TASK INSTRUCTIONS.
Would you set down every entry shown below, precisely as written?

ENTRIES PROVIDED.
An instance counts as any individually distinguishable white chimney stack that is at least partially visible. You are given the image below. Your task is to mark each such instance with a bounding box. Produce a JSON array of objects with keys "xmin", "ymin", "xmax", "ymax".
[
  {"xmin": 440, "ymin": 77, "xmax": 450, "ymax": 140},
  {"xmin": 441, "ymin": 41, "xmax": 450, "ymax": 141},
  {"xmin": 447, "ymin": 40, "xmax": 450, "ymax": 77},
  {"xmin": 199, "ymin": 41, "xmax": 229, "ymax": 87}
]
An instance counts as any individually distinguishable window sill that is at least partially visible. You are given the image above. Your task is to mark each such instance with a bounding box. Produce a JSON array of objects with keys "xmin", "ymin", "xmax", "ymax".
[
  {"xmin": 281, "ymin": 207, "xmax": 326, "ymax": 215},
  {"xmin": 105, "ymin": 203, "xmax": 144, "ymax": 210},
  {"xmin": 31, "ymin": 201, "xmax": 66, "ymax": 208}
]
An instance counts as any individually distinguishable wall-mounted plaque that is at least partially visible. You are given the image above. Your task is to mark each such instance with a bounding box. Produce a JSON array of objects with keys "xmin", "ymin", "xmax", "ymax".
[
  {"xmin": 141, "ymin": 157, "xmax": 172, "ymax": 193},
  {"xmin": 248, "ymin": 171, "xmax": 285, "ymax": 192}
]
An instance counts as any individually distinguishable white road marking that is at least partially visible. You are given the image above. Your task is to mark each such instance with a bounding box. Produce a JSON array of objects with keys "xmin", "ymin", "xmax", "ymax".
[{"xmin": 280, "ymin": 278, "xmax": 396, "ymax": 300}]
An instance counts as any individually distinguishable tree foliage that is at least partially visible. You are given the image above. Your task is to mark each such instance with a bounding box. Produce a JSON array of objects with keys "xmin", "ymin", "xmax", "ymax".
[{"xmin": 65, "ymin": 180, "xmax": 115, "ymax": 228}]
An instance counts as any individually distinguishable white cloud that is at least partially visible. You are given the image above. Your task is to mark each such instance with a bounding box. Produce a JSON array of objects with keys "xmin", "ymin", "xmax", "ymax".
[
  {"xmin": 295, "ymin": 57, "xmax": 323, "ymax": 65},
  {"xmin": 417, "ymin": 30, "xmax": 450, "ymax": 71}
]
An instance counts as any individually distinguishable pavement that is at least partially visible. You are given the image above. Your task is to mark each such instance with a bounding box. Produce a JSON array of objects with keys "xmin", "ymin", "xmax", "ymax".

EXERCISE RESPONSE.
An instance counts as any individually distinguishable white chimney stack that is at least partially visible. You are given the image below. Your task is to mark each such instance with a bounding box. Produce a JSON array of objects with keys "xmin", "ymin", "xmax", "ymax".
[
  {"xmin": 440, "ymin": 77, "xmax": 450, "ymax": 140},
  {"xmin": 441, "ymin": 41, "xmax": 450, "ymax": 141},
  {"xmin": 447, "ymin": 40, "xmax": 450, "ymax": 77},
  {"xmin": 199, "ymin": 41, "xmax": 229, "ymax": 87}
]
An instance counts as any individually distinguishable window sill that is at least partially visible. You are given the image above. Your task is to mark each such instance with a bounding box. Produce a JSON array of objects with keys "xmin", "ymin", "xmax", "ymax".
[
  {"xmin": 281, "ymin": 207, "xmax": 326, "ymax": 215},
  {"xmin": 105, "ymin": 203, "xmax": 144, "ymax": 210},
  {"xmin": 31, "ymin": 201, "xmax": 66, "ymax": 208}
]
An instance counts as any individually distinguishable wall-mounted plaque that is at least partially visible. You are given the image above. Your task is to mark each such instance with a bounding box. Produce a JSON array of objects with keys "xmin", "ymin", "xmax", "ymax".
[
  {"xmin": 141, "ymin": 157, "xmax": 172, "ymax": 193},
  {"xmin": 248, "ymin": 171, "xmax": 285, "ymax": 192}
]
An instance counts as any individually distinguishable white road marking that is at least partially visible. You are given the image above. Your task is to mark each such instance with a bounding box. Produce a JSON array of objects with keys "xmin", "ymin", "xmax", "ymax".
[{"xmin": 280, "ymin": 278, "xmax": 396, "ymax": 300}]
An instance counts as any individually distinguishable tree foliage that is at least partially visible. You are given the image above. Your task is to mark each such instance with a bounding box. Produce a JSON array of objects with keys "xmin", "ymin", "xmax", "ymax".
[{"xmin": 65, "ymin": 180, "xmax": 115, "ymax": 228}]
An instance counts as any individually distinguishable white cloud that is at least partially visible. You are given the image above. Your task is to mark each such instance with a bounding box. Produce a JSON array of objects with keys "xmin", "ymin", "xmax", "ymax".
[
  {"xmin": 295, "ymin": 57, "xmax": 323, "ymax": 65},
  {"xmin": 417, "ymin": 30, "xmax": 450, "ymax": 71}
]
An instance counts as any individually distinguishable pavement that is at least partially visible. You are given the image above. Your task is to mark each such instance with a bounding box. Produce a JSON array of objects with keys "xmin", "ymin", "xmax", "ymax".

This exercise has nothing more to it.